Point annotation records:
--- start ---

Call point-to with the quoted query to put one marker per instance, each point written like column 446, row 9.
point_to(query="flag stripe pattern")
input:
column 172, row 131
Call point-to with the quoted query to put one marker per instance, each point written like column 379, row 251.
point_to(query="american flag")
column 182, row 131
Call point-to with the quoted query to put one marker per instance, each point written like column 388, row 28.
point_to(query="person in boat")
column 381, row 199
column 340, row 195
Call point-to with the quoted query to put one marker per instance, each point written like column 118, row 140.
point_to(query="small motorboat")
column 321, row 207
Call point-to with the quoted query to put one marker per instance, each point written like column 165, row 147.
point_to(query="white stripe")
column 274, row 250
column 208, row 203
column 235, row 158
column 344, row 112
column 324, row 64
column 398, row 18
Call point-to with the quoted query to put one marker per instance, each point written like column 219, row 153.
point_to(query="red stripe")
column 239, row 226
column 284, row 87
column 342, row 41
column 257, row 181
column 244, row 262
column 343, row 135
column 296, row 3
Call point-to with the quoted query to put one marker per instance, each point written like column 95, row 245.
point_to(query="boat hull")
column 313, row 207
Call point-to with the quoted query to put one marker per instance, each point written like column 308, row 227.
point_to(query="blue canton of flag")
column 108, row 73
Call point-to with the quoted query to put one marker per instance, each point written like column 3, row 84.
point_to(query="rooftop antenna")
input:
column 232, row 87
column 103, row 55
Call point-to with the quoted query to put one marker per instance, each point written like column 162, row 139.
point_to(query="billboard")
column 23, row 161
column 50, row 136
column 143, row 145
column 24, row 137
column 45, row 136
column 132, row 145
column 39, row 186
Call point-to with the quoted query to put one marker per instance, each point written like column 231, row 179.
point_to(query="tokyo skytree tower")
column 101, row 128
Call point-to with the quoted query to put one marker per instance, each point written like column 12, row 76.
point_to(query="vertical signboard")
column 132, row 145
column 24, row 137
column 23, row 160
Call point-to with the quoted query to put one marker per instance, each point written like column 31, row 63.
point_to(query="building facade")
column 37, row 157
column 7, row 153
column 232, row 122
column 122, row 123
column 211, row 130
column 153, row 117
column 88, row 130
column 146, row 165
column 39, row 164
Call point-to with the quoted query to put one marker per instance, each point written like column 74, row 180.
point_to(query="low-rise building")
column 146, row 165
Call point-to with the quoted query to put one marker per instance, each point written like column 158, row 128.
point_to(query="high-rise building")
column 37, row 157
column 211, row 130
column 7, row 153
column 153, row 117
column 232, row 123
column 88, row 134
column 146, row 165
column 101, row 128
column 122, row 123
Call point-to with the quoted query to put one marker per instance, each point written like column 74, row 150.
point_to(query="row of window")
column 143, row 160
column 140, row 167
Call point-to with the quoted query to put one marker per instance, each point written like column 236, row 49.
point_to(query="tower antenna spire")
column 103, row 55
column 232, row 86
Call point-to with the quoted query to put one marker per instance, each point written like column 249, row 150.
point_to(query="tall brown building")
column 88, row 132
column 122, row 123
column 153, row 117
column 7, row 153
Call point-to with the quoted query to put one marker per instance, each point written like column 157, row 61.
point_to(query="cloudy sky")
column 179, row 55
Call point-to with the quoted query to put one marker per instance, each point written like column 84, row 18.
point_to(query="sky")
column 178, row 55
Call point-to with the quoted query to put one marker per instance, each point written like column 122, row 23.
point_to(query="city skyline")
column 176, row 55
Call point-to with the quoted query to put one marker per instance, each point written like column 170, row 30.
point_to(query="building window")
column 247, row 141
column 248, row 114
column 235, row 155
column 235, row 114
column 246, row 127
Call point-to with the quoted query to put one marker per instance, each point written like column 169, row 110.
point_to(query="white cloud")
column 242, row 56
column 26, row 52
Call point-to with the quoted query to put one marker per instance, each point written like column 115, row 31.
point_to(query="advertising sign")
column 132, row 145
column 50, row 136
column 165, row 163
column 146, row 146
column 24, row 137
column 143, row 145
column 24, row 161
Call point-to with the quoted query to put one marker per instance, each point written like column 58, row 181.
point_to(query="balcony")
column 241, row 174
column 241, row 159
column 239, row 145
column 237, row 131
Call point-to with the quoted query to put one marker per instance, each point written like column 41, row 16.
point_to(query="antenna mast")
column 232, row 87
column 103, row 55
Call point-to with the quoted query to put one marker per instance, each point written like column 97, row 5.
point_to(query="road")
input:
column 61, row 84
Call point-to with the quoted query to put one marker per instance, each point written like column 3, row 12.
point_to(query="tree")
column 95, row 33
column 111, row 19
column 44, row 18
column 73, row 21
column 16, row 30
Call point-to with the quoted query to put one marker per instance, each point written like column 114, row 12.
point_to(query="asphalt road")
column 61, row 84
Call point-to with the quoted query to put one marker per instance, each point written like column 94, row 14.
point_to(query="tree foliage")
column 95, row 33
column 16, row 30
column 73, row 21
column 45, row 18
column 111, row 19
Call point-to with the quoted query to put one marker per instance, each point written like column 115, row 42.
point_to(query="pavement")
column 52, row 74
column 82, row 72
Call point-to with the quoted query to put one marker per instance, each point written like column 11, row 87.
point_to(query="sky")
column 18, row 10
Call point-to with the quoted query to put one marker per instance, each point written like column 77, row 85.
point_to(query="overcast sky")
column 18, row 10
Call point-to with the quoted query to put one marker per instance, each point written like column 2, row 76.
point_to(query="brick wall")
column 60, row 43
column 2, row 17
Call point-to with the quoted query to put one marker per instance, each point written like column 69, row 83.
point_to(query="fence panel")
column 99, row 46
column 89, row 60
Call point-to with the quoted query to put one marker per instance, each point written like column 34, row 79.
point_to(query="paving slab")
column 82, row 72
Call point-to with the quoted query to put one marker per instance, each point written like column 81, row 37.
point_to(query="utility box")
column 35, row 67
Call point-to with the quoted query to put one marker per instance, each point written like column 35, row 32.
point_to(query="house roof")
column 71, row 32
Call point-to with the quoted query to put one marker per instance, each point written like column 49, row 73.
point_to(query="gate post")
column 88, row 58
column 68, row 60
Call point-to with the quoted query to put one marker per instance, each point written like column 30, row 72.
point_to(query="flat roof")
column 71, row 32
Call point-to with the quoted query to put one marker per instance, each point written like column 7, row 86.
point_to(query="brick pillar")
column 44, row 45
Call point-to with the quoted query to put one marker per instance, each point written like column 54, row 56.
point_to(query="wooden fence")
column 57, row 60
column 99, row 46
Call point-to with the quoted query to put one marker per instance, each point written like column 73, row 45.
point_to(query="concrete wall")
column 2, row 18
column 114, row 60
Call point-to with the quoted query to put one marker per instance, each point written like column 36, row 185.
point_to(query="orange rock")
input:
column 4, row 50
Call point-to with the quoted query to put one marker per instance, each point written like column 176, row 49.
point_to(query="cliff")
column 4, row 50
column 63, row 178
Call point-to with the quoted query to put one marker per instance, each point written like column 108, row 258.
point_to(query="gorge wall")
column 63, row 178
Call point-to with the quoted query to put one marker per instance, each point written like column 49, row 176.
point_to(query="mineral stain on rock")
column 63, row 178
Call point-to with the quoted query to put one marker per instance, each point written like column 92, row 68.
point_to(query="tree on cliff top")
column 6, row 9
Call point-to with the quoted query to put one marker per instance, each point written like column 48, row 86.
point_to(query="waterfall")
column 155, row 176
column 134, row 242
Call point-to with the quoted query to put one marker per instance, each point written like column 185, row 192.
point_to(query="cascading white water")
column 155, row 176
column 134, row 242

--- end ---

§ Job: Restate the listing in full, word for word.

§ Written response:
Call point-to with the quoted query to put one marker per instance, each point written like column 446, row 9.
point_to(query="flag stripe pattern")
input:
column 172, row 131
Call point-to with the quoted query to put one marker per instance, each point written like column 379, row 251.
point_to(query="american flag")
column 182, row 131
Call point-to with the quoted query to put one marker per instance, each point written like column 388, row 28.
point_to(query="person in boat")
column 381, row 199
column 340, row 195
Call point-to with the quoted query to put one marker per instance, each point written like column 118, row 140.
point_to(query="small motorboat")
column 321, row 207
Call point-to with the quoted query to put one marker per instance, each point written like column 165, row 147.
point_to(query="white stripe")
column 274, row 250
column 208, row 203
column 235, row 158
column 344, row 112
column 324, row 64
column 398, row 18
Call point-to with the quoted query to put one marker per instance, each point written like column 219, row 153.
point_to(query="red stripe")
column 239, row 226
column 284, row 87
column 342, row 41
column 257, row 181
column 244, row 262
column 343, row 135
column 296, row 3
Call point-to with the quoted query to put one marker per instance, each point written like column 95, row 245.
point_to(query="boat hull")
column 313, row 207
Call point-to with the quoted query to put one marker per instance, each point written like column 308, row 227.
point_to(query="blue canton of flag")
column 108, row 73
Call point-to with the quoted query to put one marker per instance, each point written like column 3, row 84.
point_to(query="rooftop antenna")
input:
column 232, row 87
column 103, row 55
Call point-to with the quoted query to put one marker per instance, each point written like column 162, row 139.
point_to(query="billboard")
column 23, row 161
column 50, row 136
column 143, row 145
column 24, row 137
column 45, row 136
column 132, row 145
column 39, row 186
Call point-to with the quoted query to put one marker per instance, each point written like column 231, row 179.
point_to(query="tokyo skytree tower")
column 101, row 128
Call point-to with the quoted query to put one marker per instance, each point written like column 12, row 76.
point_to(query="vertical signboard")
column 132, row 145
column 24, row 137
column 23, row 160
Call point-to with the quoted query to put one marker per instance, each point written like column 31, row 63.
point_to(query="building facade")
column 37, row 157
column 7, row 153
column 232, row 122
column 122, row 123
column 211, row 130
column 153, row 117
column 88, row 130
column 146, row 165
column 39, row 164
Call point-to with the quoted query to put one marker per instance, each point written like column 74, row 180.
point_to(query="low-rise building")
column 146, row 165
Call point-to with the quoted query to put one marker per instance, each point written like column 158, row 128.
point_to(query="high-rise building")
column 37, row 157
column 211, row 130
column 7, row 153
column 153, row 117
column 232, row 123
column 88, row 134
column 146, row 165
column 101, row 128
column 122, row 123
Call point-to with the quoted query to put one marker per instance, each point written like column 74, row 150.
point_to(query="row of window")
column 143, row 160
column 140, row 167
Call point-to with the quoted query to put one marker per instance, each point written like column 236, row 49.
point_to(query="tower antenna spire")
column 103, row 55
column 232, row 86
Call point-to with the quoted query to put one marker per instance, each point written like column 249, row 150.
point_to(query="tall brown building")
column 88, row 132
column 122, row 123
column 153, row 117
column 7, row 153
Call point-to with the quoted query to put one marker per instance, each point written like column 157, row 61.
point_to(query="cloudy sky")
column 179, row 55
Call point-to with the quoted query to put one marker per instance, each point written like column 84, row 18.
point_to(query="sky")
column 178, row 55
Call point-to with the quoted query to put one marker per instance, each point written like column 122, row 23.
point_to(query="city skyline")
column 176, row 55
Call point-to with the quoted query to put one marker per instance, each point written like column 170, row 30.
point_to(query="building window")
column 247, row 141
column 248, row 114
column 235, row 155
column 235, row 114
column 246, row 127
Call point-to with the quoted query to put one marker per instance, each point written like column 169, row 110.
point_to(query="white cloud")
column 242, row 56
column 26, row 52
Call point-to with the quoted query to put one marker per instance, each point written like column 115, row 31.
point_to(query="advertising sign")
column 132, row 145
column 50, row 136
column 165, row 163
column 146, row 146
column 24, row 137
column 143, row 145
column 24, row 161
Call point-to with the quoted query to put one marker per instance, each point written like column 58, row 181.
point_to(query="balcony")
column 241, row 174
column 241, row 159
column 239, row 145
column 237, row 131
Call point-to with the quoted query to put one marker per instance, each point written like column 41, row 16.
point_to(query="antenna mast")
column 232, row 87
column 103, row 55
Call point-to with the quoted query to put one marker per instance, each point written like column 97, row 5.
point_to(query="road")
input:
column 61, row 84
Call point-to with the quoted query to put one marker per instance, each point written like column 3, row 12.
point_to(query="tree")
column 95, row 33
column 111, row 19
column 44, row 18
column 73, row 21
column 16, row 30
Call point-to with the quoted query to put one marker per instance, each point written like column 114, row 12.
point_to(query="asphalt road")
column 61, row 84
Call point-to with the quoted query to put one marker per instance, each point written like column 94, row 14.
point_to(query="tree foliage")
column 95, row 33
column 16, row 30
column 73, row 21
column 45, row 18
column 111, row 19
Call point-to with the quoted query to put one marker per instance, each point written like column 115, row 42.
point_to(query="pavement")
column 52, row 74
column 82, row 72
Call point-to with the quoted query to put one marker per instance, each point written like column 11, row 87.
point_to(query="sky")
column 18, row 10
Call point-to with the quoted query to put one marker per instance, each point written like column 77, row 85.
point_to(query="overcast sky")
column 18, row 10
Call point-to with the quoted query to put one marker per instance, each point written like column 2, row 76.
point_to(query="brick wall")
column 60, row 43
column 2, row 17
Call point-to with the quoted query to put one marker per instance, each point written like column 69, row 83.
point_to(query="fence panel")
column 99, row 46
column 89, row 60
Call point-to with the quoted query to put one marker per instance, each point written like column 34, row 79.
point_to(query="paving slab")
column 82, row 72
Call point-to with the quoted query to put one marker per instance, each point written like column 81, row 37.
point_to(query="utility box")
column 35, row 67
Call point-to with the quoted query to put one marker per instance, each point written like column 35, row 32.
point_to(query="house roof")
column 71, row 32
Call point-to with the quoted query to put one marker per instance, each point written like column 49, row 73.
point_to(query="gate post")
column 88, row 58
column 68, row 60
Call point-to with the quoted query to put one marker per instance, each point written like column 30, row 72.
point_to(query="flat roof")
column 71, row 32
Call point-to with the quoted query to put one marker per instance, each point written like column 7, row 86.
point_to(query="brick pillar")
column 44, row 45
Call point-to with the quoted query to put one marker per instance, each point written like column 54, row 56.
point_to(query="wooden fence")
column 57, row 60
column 99, row 46
Call point-to with the quoted query to put one marker per instance, each point written like column 73, row 45.
point_to(query="concrete wall")
column 2, row 18
column 114, row 60
Call point-to with the quoted query to put one marker per instance, each point written like column 36, row 185.
point_to(query="orange rock")
input:
column 4, row 50
Call point-to with the quoted query to put one marker per instance, each point written like column 176, row 49.
point_to(query="cliff")
column 4, row 50
column 63, row 178
Call point-to with the quoted query to put one marker per instance, each point written like column 108, row 258.
point_to(query="gorge wall")
column 63, row 178
Call point-to with the quoted query to put one marker per instance, each point written like column 49, row 176.
point_to(query="mineral stain on rock")
column 63, row 178
Call point-to with the quoted query to put one marker per instance, each point written like column 92, row 68.
point_to(query="tree on cliff top")
column 6, row 9
Call point-to with the quoted query to put one marker per instance, each point written like column 48, row 86.
point_to(query="waterfall")
column 155, row 176
column 134, row 242
Call point-to with the quoted query to put one marker per instance, each point written like column 185, row 192.
point_to(query="cascading white water")
column 155, row 176
column 134, row 242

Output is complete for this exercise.